#### [Your instructions]
Rewrite the part of the items that opens with the line containing "Guideline: mark the child" and closes with the line containing "[[276, 251]]", and give only those lines. Keep each request and its sample coordinates unchanged. Scale every answer coordinate by 0.55 and round to the nearest whole number, with halves rounded up.

(Location labeling records)
========================================
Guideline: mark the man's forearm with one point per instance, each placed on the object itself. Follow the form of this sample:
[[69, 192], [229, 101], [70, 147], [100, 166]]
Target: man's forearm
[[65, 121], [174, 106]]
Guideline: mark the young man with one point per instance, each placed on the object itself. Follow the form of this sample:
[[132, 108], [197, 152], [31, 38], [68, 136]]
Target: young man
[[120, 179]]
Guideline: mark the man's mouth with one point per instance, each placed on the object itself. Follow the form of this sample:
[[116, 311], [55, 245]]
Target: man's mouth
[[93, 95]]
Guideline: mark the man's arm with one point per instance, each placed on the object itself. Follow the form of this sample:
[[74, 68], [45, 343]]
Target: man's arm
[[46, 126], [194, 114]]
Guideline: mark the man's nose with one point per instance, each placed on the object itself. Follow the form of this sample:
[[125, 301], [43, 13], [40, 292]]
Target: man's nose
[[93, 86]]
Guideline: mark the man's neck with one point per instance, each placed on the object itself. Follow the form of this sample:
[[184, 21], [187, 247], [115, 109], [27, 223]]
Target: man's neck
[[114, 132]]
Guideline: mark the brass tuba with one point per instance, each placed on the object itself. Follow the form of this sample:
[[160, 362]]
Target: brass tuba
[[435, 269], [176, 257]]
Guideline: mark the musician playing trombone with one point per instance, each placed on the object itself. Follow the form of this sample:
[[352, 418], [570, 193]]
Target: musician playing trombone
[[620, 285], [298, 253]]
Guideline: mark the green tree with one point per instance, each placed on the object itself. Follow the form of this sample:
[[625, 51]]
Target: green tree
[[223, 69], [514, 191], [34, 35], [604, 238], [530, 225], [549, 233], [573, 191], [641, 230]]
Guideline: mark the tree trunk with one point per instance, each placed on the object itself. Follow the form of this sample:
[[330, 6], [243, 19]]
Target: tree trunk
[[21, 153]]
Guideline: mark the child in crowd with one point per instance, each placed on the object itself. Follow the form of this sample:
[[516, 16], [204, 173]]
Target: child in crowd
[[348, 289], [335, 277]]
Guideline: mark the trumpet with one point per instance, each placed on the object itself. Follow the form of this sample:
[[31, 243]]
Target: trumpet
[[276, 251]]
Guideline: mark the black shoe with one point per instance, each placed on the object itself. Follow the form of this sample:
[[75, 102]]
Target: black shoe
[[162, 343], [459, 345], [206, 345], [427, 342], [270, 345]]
========================================
#### [Task result]
Guideline: mark the child in crowd with one point per instance, each placed on the object itself. Follow the form of this sample:
[[516, 16], [204, 173]]
Target: child in crowd
[[191, 159], [184, 152]]
Guideline: mark the trumpet with one point per instance, each placed on the object itself. Follow the form of this sample:
[[31, 243]]
Target: trumpet
[[152, 138]]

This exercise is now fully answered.